## [Data entries]
=== Section Start ===
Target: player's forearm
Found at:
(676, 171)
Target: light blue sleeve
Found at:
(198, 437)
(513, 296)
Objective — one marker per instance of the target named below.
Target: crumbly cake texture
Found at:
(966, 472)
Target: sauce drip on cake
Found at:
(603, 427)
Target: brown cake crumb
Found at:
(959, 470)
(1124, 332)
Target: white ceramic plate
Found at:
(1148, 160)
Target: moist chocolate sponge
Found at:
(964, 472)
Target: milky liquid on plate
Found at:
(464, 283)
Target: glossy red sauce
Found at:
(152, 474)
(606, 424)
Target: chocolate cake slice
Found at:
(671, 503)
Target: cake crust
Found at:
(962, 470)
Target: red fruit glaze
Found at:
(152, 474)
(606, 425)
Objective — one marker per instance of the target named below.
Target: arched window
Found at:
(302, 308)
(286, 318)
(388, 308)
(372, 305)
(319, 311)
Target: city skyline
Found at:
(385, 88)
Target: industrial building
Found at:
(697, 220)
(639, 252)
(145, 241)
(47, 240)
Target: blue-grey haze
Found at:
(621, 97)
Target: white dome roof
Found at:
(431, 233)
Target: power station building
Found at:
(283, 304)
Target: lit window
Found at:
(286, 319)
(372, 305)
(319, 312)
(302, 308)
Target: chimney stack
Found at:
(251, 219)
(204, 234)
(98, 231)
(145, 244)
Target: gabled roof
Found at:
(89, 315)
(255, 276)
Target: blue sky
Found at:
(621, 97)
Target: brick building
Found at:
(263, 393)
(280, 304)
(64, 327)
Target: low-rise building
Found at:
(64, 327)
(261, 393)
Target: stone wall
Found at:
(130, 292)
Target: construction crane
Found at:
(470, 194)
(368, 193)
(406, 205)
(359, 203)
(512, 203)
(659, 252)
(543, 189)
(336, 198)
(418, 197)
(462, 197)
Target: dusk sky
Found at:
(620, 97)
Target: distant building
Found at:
=== Section End ===
## [Required action]
Extract every line containing the string "chocolate" from the data above.

## [Solution to this exercise]
Target: moist chocolate sponge
Target: chocolate cake slice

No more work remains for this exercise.